Only the line with "Query: golden crust" and the lines after it, to the end of the data, should appear in the answer, each reproduced exactly.

[Point-per-instance localization data]:
[Start of section]

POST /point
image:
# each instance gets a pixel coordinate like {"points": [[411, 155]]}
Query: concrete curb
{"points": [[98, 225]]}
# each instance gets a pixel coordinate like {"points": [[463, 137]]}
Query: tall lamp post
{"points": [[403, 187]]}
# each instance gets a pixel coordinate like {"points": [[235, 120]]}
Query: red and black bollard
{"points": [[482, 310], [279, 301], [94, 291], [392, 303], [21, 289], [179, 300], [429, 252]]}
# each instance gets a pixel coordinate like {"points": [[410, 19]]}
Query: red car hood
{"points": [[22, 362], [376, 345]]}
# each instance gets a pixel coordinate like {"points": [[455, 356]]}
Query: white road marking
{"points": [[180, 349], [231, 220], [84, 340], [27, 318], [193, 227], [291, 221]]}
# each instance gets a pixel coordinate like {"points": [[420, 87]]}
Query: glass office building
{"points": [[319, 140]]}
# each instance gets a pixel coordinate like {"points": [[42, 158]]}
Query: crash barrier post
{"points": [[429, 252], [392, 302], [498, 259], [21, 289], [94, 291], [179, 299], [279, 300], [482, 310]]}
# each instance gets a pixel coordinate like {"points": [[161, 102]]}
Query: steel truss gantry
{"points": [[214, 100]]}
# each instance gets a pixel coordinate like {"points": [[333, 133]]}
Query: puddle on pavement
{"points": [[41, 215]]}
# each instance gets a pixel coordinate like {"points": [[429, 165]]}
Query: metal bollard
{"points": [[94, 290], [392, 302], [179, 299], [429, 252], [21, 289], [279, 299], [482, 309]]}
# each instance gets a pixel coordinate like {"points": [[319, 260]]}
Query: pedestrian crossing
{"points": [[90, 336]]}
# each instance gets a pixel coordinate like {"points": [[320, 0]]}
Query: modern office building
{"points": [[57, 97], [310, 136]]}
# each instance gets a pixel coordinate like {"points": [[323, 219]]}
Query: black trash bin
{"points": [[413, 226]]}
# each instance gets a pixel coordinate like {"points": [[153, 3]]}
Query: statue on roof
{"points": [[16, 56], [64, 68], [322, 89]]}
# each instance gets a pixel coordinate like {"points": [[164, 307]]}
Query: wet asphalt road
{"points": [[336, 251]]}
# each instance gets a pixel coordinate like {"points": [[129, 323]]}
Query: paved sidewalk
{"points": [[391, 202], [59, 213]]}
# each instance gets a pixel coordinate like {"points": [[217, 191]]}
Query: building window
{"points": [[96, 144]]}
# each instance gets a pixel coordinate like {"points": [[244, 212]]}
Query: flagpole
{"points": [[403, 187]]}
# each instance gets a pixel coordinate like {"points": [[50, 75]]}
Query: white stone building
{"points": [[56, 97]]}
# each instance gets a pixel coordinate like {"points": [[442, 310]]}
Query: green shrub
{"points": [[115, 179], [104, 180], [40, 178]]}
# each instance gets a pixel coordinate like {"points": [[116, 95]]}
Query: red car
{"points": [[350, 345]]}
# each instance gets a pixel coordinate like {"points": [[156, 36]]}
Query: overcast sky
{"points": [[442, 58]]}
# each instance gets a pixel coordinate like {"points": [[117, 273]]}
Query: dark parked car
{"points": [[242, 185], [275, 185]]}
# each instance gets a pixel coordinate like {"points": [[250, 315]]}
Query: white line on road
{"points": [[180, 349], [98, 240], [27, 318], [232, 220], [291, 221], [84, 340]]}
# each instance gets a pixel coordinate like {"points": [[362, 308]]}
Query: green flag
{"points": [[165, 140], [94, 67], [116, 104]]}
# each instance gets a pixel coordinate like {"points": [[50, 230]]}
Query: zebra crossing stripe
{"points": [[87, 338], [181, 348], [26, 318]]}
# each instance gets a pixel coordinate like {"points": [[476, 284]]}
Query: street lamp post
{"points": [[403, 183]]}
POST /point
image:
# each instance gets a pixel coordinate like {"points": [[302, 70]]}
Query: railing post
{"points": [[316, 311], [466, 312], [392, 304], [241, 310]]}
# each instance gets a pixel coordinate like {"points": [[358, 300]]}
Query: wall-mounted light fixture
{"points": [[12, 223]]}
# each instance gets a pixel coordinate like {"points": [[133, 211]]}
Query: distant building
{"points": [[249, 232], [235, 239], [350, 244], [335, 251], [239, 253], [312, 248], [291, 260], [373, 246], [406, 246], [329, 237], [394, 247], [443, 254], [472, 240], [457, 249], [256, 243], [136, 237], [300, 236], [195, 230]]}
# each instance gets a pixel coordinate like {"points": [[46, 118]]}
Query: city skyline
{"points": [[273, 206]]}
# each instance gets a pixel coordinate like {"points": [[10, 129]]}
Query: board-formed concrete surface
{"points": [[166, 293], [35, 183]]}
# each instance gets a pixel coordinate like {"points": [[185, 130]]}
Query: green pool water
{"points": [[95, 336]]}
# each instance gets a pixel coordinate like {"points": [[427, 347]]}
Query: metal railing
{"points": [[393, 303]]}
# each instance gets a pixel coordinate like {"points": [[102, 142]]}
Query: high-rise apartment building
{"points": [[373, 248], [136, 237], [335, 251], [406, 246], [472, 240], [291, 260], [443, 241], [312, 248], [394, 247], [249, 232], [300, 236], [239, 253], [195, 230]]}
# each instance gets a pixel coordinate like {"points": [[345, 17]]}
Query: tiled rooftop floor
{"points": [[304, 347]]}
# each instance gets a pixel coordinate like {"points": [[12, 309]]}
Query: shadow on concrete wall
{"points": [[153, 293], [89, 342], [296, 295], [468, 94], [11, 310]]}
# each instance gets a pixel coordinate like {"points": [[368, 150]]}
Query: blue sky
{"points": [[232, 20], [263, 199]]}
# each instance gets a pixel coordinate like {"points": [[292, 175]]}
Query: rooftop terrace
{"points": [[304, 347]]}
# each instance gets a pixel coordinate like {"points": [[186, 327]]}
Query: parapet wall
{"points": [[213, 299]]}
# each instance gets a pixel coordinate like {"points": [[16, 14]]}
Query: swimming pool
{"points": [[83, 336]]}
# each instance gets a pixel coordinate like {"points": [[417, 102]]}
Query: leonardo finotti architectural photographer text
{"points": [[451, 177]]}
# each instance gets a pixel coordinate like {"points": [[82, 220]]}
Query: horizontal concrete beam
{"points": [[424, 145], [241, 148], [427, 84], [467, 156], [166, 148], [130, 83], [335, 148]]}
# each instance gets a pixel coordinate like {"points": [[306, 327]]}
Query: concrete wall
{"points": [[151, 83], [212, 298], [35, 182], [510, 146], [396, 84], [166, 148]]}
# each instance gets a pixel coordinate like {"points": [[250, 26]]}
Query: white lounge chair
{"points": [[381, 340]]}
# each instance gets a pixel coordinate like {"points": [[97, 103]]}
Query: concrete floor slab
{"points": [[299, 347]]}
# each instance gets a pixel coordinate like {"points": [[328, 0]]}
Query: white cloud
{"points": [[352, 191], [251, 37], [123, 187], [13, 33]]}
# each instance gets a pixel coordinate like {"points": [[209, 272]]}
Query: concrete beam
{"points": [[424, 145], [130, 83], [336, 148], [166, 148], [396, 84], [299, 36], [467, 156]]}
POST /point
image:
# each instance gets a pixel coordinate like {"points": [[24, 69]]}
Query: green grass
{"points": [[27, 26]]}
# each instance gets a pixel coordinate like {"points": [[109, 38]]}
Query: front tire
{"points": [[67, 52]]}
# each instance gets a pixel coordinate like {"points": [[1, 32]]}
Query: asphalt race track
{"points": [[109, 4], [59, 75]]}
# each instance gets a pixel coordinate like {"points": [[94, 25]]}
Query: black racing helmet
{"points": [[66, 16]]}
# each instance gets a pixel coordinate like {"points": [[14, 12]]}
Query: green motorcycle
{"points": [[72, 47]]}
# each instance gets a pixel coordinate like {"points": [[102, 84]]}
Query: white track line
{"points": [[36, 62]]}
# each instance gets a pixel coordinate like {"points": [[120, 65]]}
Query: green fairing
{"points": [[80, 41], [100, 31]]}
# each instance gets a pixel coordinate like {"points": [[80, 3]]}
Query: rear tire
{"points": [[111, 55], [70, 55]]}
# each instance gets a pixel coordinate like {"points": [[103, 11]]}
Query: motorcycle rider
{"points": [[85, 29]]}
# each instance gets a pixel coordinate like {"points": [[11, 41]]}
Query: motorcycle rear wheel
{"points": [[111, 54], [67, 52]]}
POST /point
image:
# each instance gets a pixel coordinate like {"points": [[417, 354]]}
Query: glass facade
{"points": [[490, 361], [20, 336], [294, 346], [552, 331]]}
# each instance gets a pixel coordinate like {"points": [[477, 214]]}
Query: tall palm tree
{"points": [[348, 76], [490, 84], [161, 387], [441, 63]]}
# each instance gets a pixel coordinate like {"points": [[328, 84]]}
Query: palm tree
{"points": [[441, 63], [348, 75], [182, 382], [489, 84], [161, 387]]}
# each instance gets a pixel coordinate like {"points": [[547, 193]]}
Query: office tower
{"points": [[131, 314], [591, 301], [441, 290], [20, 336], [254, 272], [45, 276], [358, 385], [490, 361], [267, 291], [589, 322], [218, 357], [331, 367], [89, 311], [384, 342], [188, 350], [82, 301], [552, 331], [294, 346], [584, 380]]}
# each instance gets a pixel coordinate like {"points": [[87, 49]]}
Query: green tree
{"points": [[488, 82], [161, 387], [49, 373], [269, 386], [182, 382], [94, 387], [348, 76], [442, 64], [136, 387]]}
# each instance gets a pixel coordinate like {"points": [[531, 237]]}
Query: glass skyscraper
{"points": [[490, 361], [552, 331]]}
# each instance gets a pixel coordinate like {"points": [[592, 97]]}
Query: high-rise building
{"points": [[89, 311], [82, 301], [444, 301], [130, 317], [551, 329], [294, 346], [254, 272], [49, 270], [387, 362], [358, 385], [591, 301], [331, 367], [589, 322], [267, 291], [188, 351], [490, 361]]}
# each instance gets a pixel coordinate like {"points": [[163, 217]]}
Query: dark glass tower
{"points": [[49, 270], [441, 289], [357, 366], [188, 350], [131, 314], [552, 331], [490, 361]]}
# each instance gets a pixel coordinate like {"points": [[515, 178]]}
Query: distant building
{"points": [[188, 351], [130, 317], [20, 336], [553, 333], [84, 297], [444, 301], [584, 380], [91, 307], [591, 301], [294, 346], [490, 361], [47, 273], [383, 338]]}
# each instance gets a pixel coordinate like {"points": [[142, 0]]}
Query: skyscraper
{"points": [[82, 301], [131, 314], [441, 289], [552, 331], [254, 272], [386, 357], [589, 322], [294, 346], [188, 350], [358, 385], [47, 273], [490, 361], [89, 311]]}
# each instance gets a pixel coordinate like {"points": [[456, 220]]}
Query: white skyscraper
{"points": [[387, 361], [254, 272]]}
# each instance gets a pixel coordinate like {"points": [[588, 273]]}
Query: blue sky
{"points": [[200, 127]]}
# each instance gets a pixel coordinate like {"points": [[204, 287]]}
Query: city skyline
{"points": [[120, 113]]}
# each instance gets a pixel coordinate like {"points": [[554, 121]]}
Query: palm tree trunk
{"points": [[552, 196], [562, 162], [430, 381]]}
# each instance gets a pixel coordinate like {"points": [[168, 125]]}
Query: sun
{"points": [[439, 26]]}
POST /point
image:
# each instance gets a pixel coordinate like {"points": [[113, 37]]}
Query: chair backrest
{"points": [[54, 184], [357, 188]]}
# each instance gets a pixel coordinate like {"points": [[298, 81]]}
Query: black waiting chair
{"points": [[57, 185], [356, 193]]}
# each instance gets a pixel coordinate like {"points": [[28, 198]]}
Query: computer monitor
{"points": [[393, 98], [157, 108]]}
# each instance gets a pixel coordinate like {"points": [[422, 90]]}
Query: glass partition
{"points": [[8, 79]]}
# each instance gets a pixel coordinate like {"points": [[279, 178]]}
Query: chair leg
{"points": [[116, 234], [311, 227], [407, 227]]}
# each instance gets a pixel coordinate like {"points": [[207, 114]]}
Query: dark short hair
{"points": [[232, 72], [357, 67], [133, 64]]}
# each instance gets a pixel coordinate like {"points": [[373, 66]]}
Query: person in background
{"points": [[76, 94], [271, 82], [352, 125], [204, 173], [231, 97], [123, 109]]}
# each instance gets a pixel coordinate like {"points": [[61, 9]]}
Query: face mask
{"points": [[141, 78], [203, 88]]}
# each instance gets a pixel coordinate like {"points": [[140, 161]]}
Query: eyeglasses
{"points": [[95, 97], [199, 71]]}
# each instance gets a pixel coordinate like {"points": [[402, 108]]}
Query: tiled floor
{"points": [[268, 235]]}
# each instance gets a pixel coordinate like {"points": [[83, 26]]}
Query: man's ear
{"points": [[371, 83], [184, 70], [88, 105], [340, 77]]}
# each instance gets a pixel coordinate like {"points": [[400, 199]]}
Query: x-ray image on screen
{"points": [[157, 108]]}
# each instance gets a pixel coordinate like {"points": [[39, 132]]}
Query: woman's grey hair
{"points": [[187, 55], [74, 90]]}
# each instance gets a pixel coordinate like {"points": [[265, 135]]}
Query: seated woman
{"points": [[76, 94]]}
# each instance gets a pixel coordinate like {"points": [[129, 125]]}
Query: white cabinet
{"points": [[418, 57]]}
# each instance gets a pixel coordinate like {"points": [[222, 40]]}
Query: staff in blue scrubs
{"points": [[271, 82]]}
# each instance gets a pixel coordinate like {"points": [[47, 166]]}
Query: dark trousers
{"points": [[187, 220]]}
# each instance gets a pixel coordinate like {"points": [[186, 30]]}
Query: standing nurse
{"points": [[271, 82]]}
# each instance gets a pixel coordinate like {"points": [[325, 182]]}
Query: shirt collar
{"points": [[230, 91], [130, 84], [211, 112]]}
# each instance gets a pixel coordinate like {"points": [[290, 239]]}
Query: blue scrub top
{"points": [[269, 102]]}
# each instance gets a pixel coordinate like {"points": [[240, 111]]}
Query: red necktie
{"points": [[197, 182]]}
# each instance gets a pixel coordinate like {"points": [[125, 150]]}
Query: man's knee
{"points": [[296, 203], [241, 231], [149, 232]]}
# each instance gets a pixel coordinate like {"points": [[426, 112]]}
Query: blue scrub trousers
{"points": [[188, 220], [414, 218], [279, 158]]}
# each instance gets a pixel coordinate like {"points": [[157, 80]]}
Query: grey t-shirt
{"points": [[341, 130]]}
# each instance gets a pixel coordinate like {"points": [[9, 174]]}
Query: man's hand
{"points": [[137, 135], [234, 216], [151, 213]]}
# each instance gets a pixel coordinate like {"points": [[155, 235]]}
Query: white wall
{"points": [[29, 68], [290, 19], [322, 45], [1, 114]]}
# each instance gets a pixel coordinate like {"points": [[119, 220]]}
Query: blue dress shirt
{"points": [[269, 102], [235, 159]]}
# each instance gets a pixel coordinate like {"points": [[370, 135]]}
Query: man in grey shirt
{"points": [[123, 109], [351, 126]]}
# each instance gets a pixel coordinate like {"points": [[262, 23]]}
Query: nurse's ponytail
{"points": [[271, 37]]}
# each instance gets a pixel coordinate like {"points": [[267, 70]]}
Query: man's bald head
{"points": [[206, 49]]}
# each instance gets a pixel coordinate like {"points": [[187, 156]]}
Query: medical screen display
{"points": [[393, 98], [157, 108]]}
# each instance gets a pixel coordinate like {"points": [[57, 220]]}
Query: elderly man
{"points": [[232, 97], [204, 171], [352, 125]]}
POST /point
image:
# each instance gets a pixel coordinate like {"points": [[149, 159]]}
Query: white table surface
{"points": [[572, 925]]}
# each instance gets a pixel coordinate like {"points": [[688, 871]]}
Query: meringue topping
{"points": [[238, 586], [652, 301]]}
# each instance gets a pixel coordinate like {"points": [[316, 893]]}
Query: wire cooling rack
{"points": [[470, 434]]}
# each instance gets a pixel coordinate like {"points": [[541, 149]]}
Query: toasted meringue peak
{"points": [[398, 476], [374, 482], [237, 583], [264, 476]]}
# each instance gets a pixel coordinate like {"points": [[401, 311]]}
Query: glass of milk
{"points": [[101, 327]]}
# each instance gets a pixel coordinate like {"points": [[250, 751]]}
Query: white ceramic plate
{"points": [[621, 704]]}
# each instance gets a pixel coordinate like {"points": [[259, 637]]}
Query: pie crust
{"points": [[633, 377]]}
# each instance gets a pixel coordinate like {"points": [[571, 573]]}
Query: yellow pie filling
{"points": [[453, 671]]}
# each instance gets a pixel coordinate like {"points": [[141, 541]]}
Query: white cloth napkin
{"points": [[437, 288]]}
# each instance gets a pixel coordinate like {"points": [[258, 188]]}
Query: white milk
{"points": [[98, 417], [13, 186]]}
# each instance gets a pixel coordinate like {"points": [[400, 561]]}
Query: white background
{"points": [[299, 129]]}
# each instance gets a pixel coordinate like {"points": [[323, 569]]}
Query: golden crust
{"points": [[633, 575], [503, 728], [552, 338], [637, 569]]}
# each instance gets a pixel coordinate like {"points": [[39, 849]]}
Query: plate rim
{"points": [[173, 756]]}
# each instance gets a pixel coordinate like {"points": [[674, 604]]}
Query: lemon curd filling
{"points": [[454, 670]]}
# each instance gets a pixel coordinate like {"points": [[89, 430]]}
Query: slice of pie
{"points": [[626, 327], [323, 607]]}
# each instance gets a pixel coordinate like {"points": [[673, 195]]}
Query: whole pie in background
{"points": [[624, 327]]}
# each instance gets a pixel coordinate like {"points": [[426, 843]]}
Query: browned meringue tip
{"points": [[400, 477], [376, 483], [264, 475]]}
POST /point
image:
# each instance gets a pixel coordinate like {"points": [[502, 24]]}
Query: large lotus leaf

[End of section]

[OUTPUT BELOW]:
Query: golden crust
{"points": [[633, 575], [503, 728], [552, 338], [637, 569]]}
# each instance gets a pixel coordinate like {"points": [[39, 849]]}
Query: plate rim
{"points": [[173, 756]]}
# each instance gets a pixel coordinate like {"points": [[674, 604]]}
Query: lemon curd filling
{"points": [[454, 670]]}
# each instance gets a pixel coordinate like {"points": [[89, 430]]}
Query: slice of pie
{"points": [[626, 327], [323, 607]]}
# each instance gets a pixel coordinate like {"points": [[673, 195]]}
Query: whole pie in background
{"points": [[624, 327]]}
# each instance gets a pixel coordinate like {"points": [[426, 843]]}
Query: browned meringue tip
{"points": [[400, 477], [376, 483], [264, 475]]}
POST /point
image:
# each instance gets a pixel coordinate like {"points": [[502, 24]]}
Query: large lotus leaf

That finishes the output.